-- Job --
In full and without alteration, repeat the material.

______

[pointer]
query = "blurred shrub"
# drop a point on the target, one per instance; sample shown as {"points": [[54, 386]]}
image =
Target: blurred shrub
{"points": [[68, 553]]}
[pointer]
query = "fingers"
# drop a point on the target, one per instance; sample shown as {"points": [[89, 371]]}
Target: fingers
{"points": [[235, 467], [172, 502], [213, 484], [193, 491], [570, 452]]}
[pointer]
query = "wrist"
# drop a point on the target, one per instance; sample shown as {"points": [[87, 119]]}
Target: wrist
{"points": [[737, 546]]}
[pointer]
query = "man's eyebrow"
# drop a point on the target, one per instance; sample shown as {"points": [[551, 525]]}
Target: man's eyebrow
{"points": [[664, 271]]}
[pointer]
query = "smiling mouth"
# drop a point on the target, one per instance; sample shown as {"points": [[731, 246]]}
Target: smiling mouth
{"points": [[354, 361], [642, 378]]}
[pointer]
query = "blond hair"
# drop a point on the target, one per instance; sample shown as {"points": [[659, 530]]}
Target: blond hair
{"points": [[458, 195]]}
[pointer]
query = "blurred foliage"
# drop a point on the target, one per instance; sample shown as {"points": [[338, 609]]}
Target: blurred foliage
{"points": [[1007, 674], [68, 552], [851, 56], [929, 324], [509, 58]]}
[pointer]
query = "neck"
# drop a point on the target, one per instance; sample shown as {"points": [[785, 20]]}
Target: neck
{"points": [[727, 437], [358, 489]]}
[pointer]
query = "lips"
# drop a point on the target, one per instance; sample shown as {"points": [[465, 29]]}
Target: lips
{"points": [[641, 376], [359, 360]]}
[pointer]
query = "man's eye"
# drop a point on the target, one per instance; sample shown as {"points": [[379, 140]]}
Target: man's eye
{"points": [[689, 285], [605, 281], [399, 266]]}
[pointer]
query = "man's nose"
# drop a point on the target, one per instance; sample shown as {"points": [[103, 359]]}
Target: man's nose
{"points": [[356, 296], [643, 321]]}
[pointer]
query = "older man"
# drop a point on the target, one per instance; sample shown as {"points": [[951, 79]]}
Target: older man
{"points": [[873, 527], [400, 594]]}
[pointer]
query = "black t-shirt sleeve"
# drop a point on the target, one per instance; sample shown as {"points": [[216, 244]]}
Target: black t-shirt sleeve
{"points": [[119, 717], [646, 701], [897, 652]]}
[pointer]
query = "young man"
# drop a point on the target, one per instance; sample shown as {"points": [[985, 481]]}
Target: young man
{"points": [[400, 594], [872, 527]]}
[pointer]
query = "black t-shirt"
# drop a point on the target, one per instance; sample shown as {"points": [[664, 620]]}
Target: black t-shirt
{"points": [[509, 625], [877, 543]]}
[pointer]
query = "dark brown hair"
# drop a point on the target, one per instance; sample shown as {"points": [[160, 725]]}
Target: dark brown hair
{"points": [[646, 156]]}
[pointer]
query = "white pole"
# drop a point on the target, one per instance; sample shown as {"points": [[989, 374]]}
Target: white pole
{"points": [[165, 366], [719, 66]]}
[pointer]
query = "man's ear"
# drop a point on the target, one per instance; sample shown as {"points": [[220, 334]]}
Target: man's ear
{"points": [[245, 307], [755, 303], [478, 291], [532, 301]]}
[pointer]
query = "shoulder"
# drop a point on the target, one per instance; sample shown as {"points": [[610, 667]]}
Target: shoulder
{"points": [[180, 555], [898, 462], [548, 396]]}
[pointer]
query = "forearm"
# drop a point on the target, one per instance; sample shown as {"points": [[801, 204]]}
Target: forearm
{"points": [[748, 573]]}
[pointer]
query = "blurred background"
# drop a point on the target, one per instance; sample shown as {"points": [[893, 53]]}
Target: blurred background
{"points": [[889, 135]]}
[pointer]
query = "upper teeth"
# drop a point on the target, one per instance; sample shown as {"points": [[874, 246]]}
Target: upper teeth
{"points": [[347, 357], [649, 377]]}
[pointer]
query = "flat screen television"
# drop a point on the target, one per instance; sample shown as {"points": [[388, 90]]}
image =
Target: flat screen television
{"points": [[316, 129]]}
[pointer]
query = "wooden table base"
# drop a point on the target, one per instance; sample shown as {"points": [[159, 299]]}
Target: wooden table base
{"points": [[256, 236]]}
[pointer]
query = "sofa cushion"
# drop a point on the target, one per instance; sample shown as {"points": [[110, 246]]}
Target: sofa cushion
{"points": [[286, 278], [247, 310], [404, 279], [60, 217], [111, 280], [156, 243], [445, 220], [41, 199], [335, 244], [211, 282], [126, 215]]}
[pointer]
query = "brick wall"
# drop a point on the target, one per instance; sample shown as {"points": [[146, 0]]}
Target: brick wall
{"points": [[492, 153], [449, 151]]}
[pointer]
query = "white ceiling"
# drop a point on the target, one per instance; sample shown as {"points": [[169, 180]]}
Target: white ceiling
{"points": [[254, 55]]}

______

-- Output for this task --
[pointer]
query = "blurred shrub"
# drop a point on the target, one per instance; sample shown as {"points": [[54, 386]]}
image =
Target: blurred shrub
{"points": [[68, 553]]}
[pointer]
query = "fingers"
# drop a point on the target, one per instance; sample shown as {"points": [[89, 371]]}
Target: fingers
{"points": [[235, 467], [172, 502], [213, 484], [193, 491], [570, 452]]}
[pointer]
query = "wrist"
# drop a point on the target, one per instance; sample shown as {"points": [[87, 119]]}
Target: wrist
{"points": [[737, 546]]}
[pointer]
query = "man's eyebrow"
# drop a point on the target, one per instance; sample shown as {"points": [[551, 525]]}
Target: man's eyebrow
{"points": [[664, 271]]}
[pointer]
query = "smiling mouth"
# drop a point on the target, one per instance; sample shown as {"points": [[731, 246]]}
Target: smiling mouth
{"points": [[354, 361], [642, 378]]}
[pointer]
query = "blond hair"
# drop a point on the target, one per instance; sample shown as {"points": [[659, 530]]}
Target: blond hair
{"points": [[458, 195]]}
[pointer]
query = "blurred foliage"
# drop a point on the target, one per instance; sample shown as {"points": [[338, 609]]}
Target: blurred foliage
{"points": [[1007, 674], [68, 552], [851, 56], [929, 324], [509, 58]]}
[pointer]
query = "neck"
# drop a point on the target, one per instance; sample shown as {"points": [[785, 20]]}
Target: neck
{"points": [[727, 437], [358, 489]]}
[pointer]
query = "lips"
# drop a point on the target, one per instance; sample shown as {"points": [[465, 29]]}
Target: lips
{"points": [[641, 376], [359, 360]]}
[pointer]
query = "man's eye"
# drop a point on the target, one per instance; sample shown as {"points": [[379, 140]]}
Target: man's eye
{"points": [[689, 285], [605, 281], [399, 266]]}
[pointer]
query = "man's nose"
# drop a point on the target, one per instance; sample shown as {"points": [[103, 359]]}
Target: man's nose
{"points": [[356, 296], [643, 321]]}
[pointer]
query = "older man"
# drop a point on the target, one per instance; sample shown as {"points": [[951, 79]]}
Target: older man
{"points": [[873, 527], [400, 594]]}
[pointer]
query = "black t-shirt sleeve"
# drop a point on the target, one per instance; sample shown as {"points": [[216, 244]]}
Target: black t-shirt sleeve
{"points": [[119, 717], [646, 701], [897, 652]]}
[pointer]
query = "young man"
# drop a point on the target, one per instance; sample shown as {"points": [[985, 481]]}
Target: young man
{"points": [[400, 594], [872, 527]]}
[pointer]
query = "black t-shirt"
# drop a point on the target, one per instance; sample shown as {"points": [[664, 620]]}
Target: black t-shirt
{"points": [[509, 625], [877, 543]]}
[pointer]
query = "dark brown hair"
# drop a point on the target, one per instance; sample shown as {"points": [[160, 725]]}
Target: dark brown hair
{"points": [[646, 156]]}
[pointer]
query = "white pole"
# drop a point on the target, one per instance; sample shown as {"points": [[989, 374]]}
Target: white pole
{"points": [[165, 366], [719, 66]]}
[pointer]
query = "man's ear"
# drop a point on the target, one per instance; sample shown as {"points": [[220, 334]]}
Target: man's ear
{"points": [[245, 307], [755, 303], [478, 291], [532, 301]]}
[pointer]
query = "shoulder"
# drop a point on the target, one per instance; sample shown as {"points": [[610, 667]]}
Target: shoulder
{"points": [[180, 555], [898, 462], [548, 396]]}
[pointer]
query = "forearm"
# drop a point on the target, one per instance; sample shown as {"points": [[801, 204]]}
Target: forearm
{"points": [[748, 573]]}
[pointer]
query = "blurred background"
# drop a point on the target, one per instance; sample shown as {"points": [[893, 53]]}
Target: blurred background
{"points": [[889, 135]]}
[pointer]
query = "upper teeth"
# drop a point on the target, one per instance; sample shown as {"points": [[874, 246]]}
Target: upper teeth
{"points": [[347, 357], [649, 377]]}
[pointer]
query = "flat screen television"
# drop a point on the target, one per instance; sample shown as {"points": [[388, 90]]}
image =
Target: flat screen television
{"points": [[316, 129]]}
[pointer]
query = "wooden table base"
# drop a point on the target, one per instance; sample shown as {"points": [[159, 299]]}
Target: wooden table base
{"points": [[256, 236]]}
[pointer]
query = "sofa cushion"
# drop a point on the target, one per instance; sample shown as {"points": [[110, 246]]}
Target: sofa cushion
{"points": [[286, 278], [247, 310], [404, 279], [60, 217], [111, 280], [156, 243], [445, 220], [41, 199], [335, 244], [211, 282], [126, 215]]}
[pointer]
query = "brick wall"
# drop a point on the target, one per instance; sample shown as {"points": [[146, 0]]}
Target: brick wall
{"points": [[492, 153], [449, 151]]}
[pointer]
query = "white ceiling"
# drop a point on the target, one per instance; sample shown as {"points": [[169, 180]]}
Target: white ceiling
{"points": [[254, 55]]}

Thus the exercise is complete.